» **WORK TO COMPLETE**
A: Reproduce word for word the part of the passage on editing Illuminatus! that begins at the words "The Dell editor" and stops after "listings in Wikipedia.)".
B: In the passage on editing Illuminatus!, where was the manuscript kept before it was published?
C: Write the next part of the passage on editing Illuminatus!, starting right after its last sentence.

» **PASSAGE PROVIDED**
--

Back in the early 1970s, before it was published, Illuminatus! was a manuscript of hundreds of pages, sitting in a corrugated cardboard box in the offices of Dell Books in New York City.
The Dell editor who edited Illuminatus! (or at least did most of the editing -- see below) was a guy named Fred Lawrence Feldman. About a couple of years ago, I tracked him down and he agreed to let me interview him. As you're about to read, Feldman also is the guy who introduced Wilson and Shea to Al Zuckerman, who became their agent. (Mr. Feldman is not a philosophy professor or a Marxist activist, so he is neither of the “Fred Feldman” listings in Wikipedia.)
Although Dell editor David Harris apparently made the decision to separate the book into three parts, turning it into a fantasy/SF trilogy, a format familiar to readers of the genre, most the editing of the book apparently was done by Feldman. At of this late date, my interview with him apparently is the best record of how much editing (and cutting) was done.

--

» **DATA PROVIDED**
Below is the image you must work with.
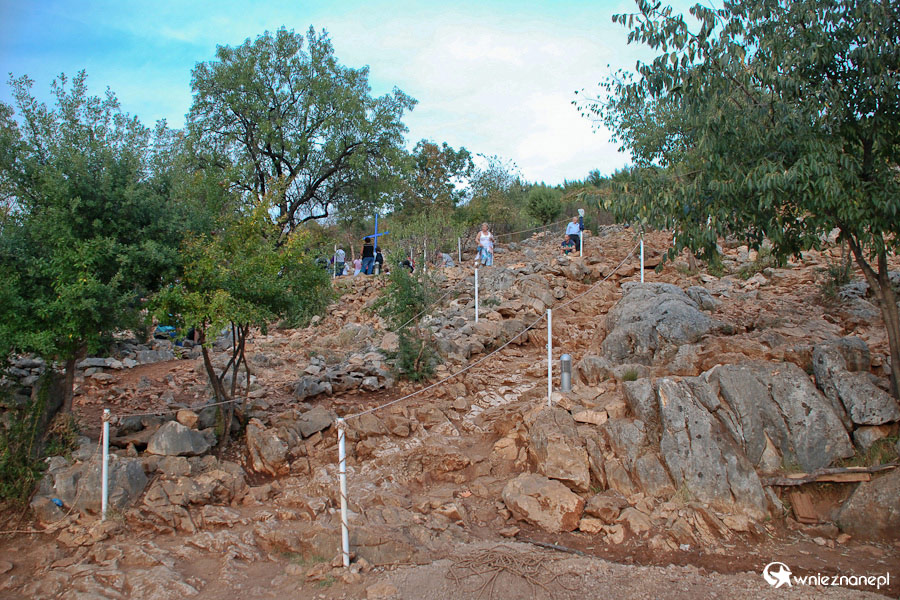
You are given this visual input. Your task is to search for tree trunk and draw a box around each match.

--

» **IN RESPONSE**
A:
The Dell editor who edited Illuminatus! (or at least did most of the editing -- see below) was a guy named Fred Lawrence Feldman. About a couple of years ago, I tracked him down and he agreed to let me interview him. As you're about to read, Feldman also is the guy who introduced Wilson and Shea to Al Zuckerman, who became their agent. (Mr. Feldman is not a philosophy professor or a Marxist activist, so he is neither of the “Fred Feldman” listings in Wikipedia.)

B: It sat in a corrugated cardboard box in the offices of Dell Books in New York City.

C:
Unfortunately, one question that my interview doesn’t answer is who acquired the manuscript for Illuminatus! When I interviewed David Hartwell, he thought it was Feldman. Feldman, however, insists that someone else had acquired the book before he began work on editing it.
I interviewed Mr. Feldman in November 2010, recording the interview using Google Voice. I am sorry that it has taken to so long to publish highlights of the interview, but transcribing interviews is a long, hard task. This is not the whole interview, but I’ve attempted to transcribe everything that would be of interest to RAW scholars. I hope you will enjoy it as a look at the Illuminatus! editing process, and how the books fit into the publishing world of the 1970s.
For more insight into the editing of Illuminatus!, see my interview with David Harris. For other interviews with editors who worked with Robert Anton Wilson, see my James Frenkel and David Hartwell and Teresa Nielsen Hayden interviews.
Feldman has written a number of novels and now works with nonprofits in their fund-raising campaigns.
“It’s a fancy way of saying I’m responsible for a lot of the junk mail you get,” he said.
How to Save the World on $5 a Day.
I opened my interview by asking Feldman how he became the editor who handled Illuminatus!
Tell me just a little bit about yourself. When did you work at Dell, and how did it come about that you published these books?
I graduated from college in '72 and traveled for awhile. Had some friends in New York. I knew kind of that I belonged in New York.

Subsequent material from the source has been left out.